• _Task brief_
Convert the records below into a numbered list, one entry per line, and omit any blank lines. Leave the pictures out of the list.

• _Information shown_
= = = =
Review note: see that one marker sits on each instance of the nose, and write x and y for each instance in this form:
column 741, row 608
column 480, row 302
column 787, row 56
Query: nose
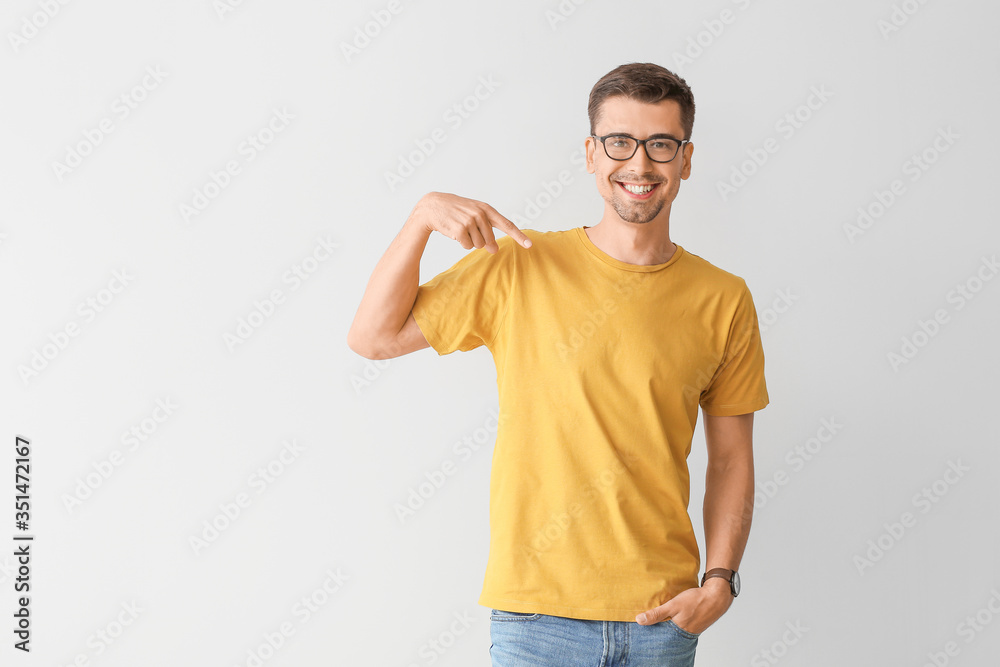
column 640, row 161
= = = =
• _Finished answer_
1. Review note: see that one marker sits on each instance of the nose, and write x and y for each instance in this form:
2. column 741, row 608
3. column 480, row 302
4. column 787, row 56
5. Query: nose
6. column 640, row 161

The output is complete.